***** Data lines

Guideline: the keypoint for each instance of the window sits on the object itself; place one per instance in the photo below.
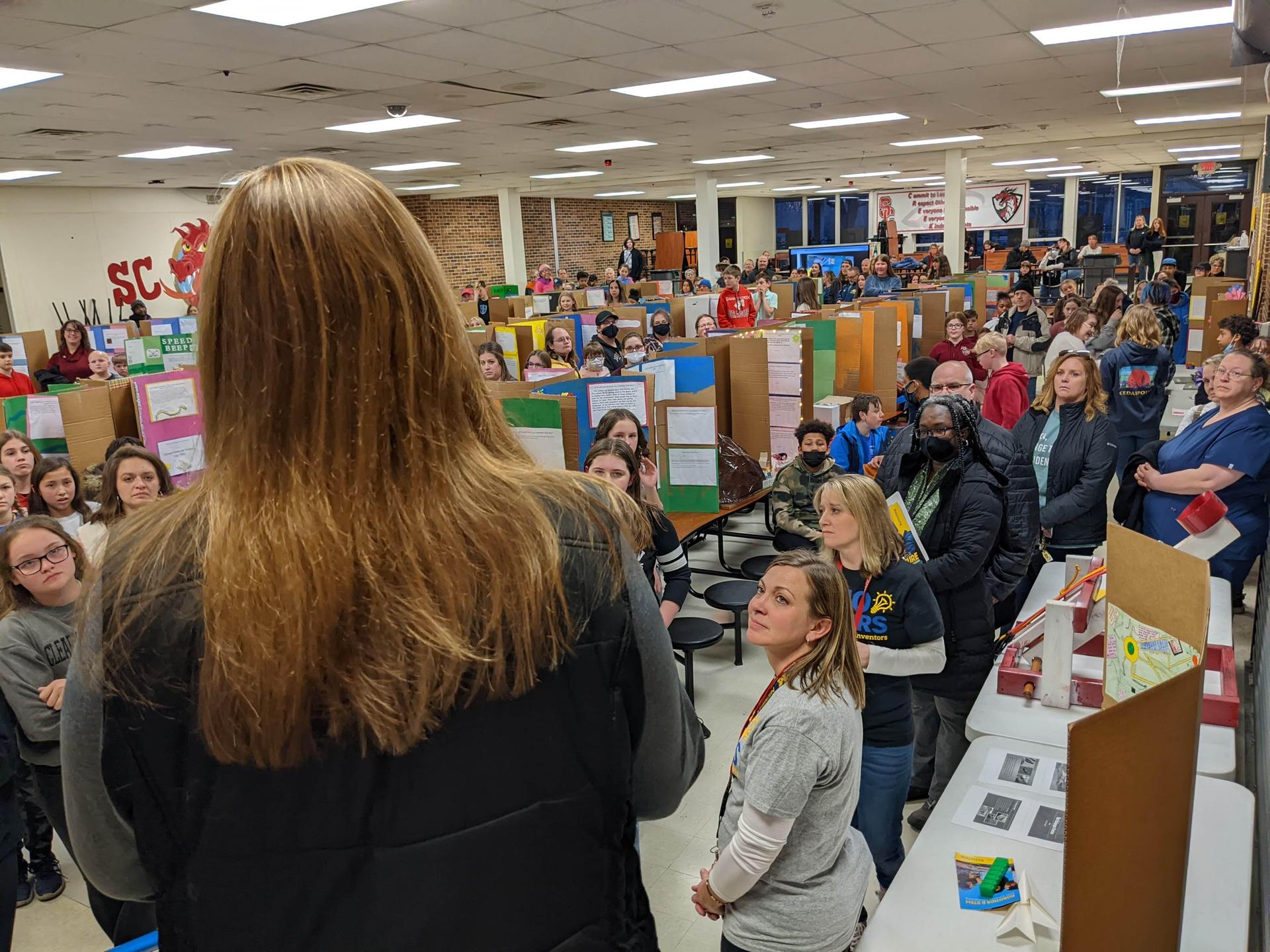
(855, 219)
(789, 222)
(821, 221)
(1044, 208)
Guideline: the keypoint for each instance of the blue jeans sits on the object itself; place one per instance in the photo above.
(884, 776)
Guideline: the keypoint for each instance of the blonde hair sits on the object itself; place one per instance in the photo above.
(1095, 397)
(832, 666)
(356, 592)
(1141, 325)
(880, 543)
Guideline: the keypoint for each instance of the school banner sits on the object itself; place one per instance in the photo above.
(986, 207)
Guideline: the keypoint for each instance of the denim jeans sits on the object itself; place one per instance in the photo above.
(884, 775)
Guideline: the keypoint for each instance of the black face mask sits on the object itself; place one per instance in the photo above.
(937, 450)
(814, 459)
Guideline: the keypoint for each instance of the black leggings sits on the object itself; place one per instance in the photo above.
(121, 920)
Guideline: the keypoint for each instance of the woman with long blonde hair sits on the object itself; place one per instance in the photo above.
(900, 633)
(795, 776)
(329, 656)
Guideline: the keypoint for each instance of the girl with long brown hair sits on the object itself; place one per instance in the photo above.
(346, 651)
(795, 775)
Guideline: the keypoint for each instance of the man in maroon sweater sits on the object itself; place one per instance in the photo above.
(1007, 397)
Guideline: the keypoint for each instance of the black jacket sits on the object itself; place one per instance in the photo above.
(1080, 471)
(960, 539)
(636, 264)
(529, 803)
(1019, 528)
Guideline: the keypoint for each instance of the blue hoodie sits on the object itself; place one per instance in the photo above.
(1136, 380)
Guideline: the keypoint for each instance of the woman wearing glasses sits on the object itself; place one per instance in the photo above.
(1074, 450)
(41, 567)
(1226, 451)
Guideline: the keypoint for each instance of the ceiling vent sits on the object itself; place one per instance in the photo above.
(305, 92)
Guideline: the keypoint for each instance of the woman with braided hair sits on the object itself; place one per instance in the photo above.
(955, 499)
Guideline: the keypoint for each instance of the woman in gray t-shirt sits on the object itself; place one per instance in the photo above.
(792, 870)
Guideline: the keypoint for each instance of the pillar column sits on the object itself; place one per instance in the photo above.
(513, 237)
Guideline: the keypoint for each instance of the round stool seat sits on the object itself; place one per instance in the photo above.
(695, 634)
(730, 596)
(755, 567)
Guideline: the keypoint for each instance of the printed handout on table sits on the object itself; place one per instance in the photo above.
(694, 467)
(618, 395)
(691, 424)
(1014, 816)
(1042, 775)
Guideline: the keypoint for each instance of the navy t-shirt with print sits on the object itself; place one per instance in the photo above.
(900, 611)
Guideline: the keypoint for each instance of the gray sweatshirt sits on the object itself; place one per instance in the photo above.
(34, 651)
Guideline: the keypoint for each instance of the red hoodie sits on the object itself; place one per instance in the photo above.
(1007, 397)
(737, 309)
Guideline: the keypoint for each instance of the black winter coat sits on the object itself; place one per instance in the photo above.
(1080, 471)
(525, 803)
(1020, 526)
(960, 539)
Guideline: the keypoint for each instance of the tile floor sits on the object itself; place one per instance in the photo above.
(672, 850)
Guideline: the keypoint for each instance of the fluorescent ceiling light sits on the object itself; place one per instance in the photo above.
(567, 175)
(1170, 88)
(937, 141)
(24, 175)
(1205, 149)
(607, 146)
(1133, 26)
(1198, 117)
(175, 153)
(19, 78)
(695, 84)
(730, 160)
(412, 167)
(284, 13)
(1027, 161)
(847, 121)
(400, 122)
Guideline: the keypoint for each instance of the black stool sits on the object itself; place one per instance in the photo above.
(689, 635)
(732, 597)
(755, 567)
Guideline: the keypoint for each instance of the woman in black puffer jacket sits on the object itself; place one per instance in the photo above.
(956, 502)
(1074, 450)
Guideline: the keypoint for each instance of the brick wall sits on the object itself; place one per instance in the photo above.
(465, 233)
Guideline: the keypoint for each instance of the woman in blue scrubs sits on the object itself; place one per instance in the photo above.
(1227, 451)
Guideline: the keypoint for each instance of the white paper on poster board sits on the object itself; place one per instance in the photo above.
(183, 455)
(618, 395)
(785, 412)
(691, 424)
(1039, 775)
(663, 376)
(784, 347)
(172, 399)
(545, 444)
(784, 379)
(1013, 815)
(1003, 206)
(45, 418)
(694, 467)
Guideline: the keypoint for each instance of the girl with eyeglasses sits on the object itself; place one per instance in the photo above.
(41, 565)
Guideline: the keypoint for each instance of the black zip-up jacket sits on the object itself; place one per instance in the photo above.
(1081, 466)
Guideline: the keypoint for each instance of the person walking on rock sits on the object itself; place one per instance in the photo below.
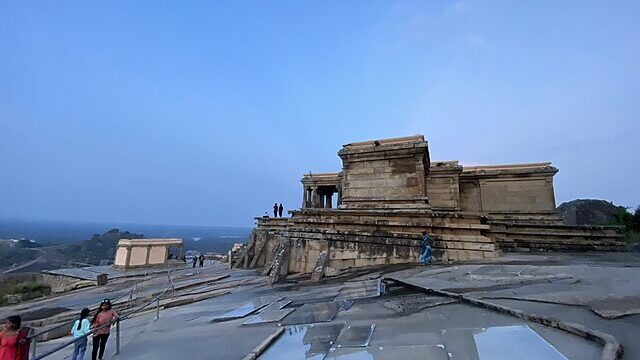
(101, 325)
(14, 342)
(79, 330)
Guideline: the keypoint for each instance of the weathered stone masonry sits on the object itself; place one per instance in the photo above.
(389, 191)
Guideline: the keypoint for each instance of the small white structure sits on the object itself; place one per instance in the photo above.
(140, 253)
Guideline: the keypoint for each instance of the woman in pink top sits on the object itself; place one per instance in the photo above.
(14, 344)
(101, 325)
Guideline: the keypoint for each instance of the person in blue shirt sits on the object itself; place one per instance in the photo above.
(79, 330)
(425, 249)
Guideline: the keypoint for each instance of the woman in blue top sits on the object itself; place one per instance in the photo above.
(79, 329)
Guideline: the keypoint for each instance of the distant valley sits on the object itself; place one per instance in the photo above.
(38, 245)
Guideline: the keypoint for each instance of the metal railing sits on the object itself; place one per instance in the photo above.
(33, 338)
(117, 322)
(131, 294)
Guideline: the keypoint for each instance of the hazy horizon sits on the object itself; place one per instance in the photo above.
(206, 113)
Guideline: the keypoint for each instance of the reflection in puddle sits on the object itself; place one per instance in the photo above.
(268, 316)
(244, 310)
(499, 343)
(313, 313)
(355, 336)
(503, 342)
(304, 342)
(418, 352)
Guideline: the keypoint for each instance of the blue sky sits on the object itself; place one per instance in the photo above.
(208, 112)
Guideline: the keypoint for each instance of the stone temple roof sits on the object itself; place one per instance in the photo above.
(150, 242)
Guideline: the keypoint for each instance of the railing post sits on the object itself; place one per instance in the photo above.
(117, 336)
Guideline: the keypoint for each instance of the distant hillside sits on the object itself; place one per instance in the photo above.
(16, 251)
(98, 248)
(589, 212)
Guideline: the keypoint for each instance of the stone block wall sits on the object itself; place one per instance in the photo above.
(510, 189)
(443, 185)
(385, 174)
(355, 238)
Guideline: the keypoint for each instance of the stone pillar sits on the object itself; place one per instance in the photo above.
(314, 196)
(304, 197)
(146, 262)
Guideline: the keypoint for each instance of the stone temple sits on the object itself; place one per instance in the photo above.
(389, 191)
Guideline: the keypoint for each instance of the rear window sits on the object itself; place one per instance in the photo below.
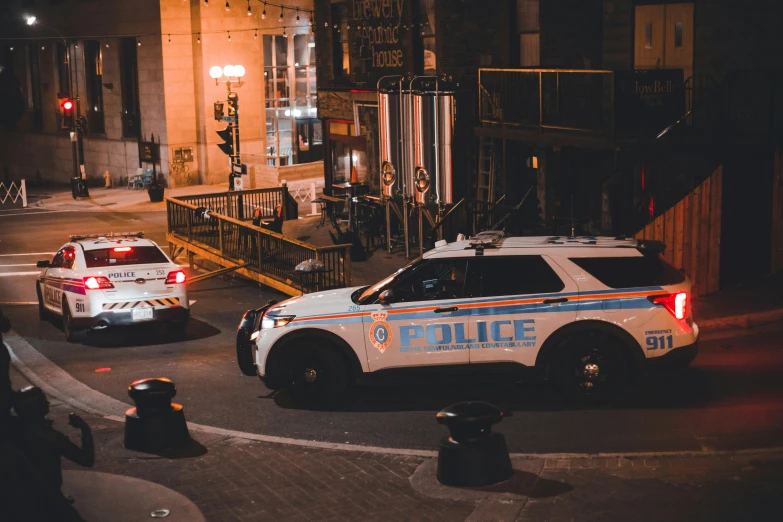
(514, 275)
(630, 272)
(118, 256)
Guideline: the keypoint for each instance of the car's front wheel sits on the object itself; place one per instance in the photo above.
(591, 368)
(42, 312)
(246, 353)
(318, 375)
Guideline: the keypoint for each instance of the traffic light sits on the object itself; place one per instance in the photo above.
(233, 104)
(228, 146)
(67, 109)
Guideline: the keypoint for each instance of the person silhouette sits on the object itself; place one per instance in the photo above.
(42, 444)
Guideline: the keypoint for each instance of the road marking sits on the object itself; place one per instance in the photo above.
(29, 254)
(45, 374)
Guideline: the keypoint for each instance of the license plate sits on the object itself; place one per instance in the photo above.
(139, 314)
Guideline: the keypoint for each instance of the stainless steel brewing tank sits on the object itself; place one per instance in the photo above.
(389, 132)
(408, 166)
(445, 174)
(425, 146)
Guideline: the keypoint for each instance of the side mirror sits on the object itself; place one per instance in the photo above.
(386, 297)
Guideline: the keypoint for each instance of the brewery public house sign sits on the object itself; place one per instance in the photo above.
(380, 24)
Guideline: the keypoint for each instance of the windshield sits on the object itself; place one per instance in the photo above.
(124, 255)
(369, 295)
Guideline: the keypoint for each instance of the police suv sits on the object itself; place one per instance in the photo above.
(590, 311)
(101, 280)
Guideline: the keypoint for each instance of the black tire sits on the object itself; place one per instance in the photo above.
(318, 375)
(246, 353)
(591, 368)
(43, 313)
(71, 335)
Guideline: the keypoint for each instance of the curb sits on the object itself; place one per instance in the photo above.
(750, 320)
(52, 379)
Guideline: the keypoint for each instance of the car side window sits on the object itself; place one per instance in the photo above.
(69, 257)
(433, 280)
(59, 258)
(514, 275)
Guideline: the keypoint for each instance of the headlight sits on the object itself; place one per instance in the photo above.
(275, 321)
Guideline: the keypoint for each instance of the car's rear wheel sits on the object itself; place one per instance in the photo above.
(42, 312)
(318, 375)
(71, 334)
(591, 368)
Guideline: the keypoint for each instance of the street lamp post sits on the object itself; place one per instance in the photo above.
(230, 74)
(77, 126)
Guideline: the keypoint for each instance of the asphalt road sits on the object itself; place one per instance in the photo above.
(729, 399)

**********

Aim: Repeat exactly, and only, the lines from the line with "Guideline: the keypoint for each instance of the stainless" through the end of the listing above, both ends included.

Response:
Guideline: the keypoint for each instance of the stainless steel brewing tank sits on the object itself; place one per instance in the photo above.
(389, 132)
(408, 166)
(445, 174)
(425, 146)
Guideline: the keypoint for each instance of the side mirror sits on the object itself; place one per instance in the photo above.
(386, 297)
Guideline: the keypoint for each instance of the brewery public house sign sits on the object itself; place one per instance in the photo above.
(380, 24)
Guideline: the keypoint for each instance of the windshield sits on the object itself; place one per instance in the photo above.
(124, 255)
(369, 295)
Guideline: the keypoint for each instance of the police suv sits on the object itself; place one per instance in the photo above.
(590, 311)
(101, 280)
Guideline: the keypoint for each instance of the black tire sits on the object itself; place one per instance in the photo above.
(318, 375)
(246, 353)
(591, 368)
(43, 313)
(71, 335)
Guideline: the keypoint for each instance of the curb sits on the object itself; place one per instance in the photo above.
(750, 320)
(52, 379)
Guideline: the keypoint for each instance of the car side window sits on the object itself; place one per instance in the photo above.
(69, 257)
(433, 280)
(59, 258)
(514, 275)
Guideline: the keypoint for each instance of the headlight sits on the object itself; place one per instance in the photo above.
(275, 321)
Guideline: the keypoint for each instance of the car's rear wheel sits on the object itself; place one per instance in the photo above.
(42, 312)
(318, 375)
(71, 334)
(591, 368)
Guideline: the keypoint for each instance of the street lamp post sits on the object itself; place one per instance in the photo above.
(230, 74)
(77, 126)
Guideline: the keypoint for each instance of the asphalt road sits on the object itself; place one per instance in the photo above.
(729, 399)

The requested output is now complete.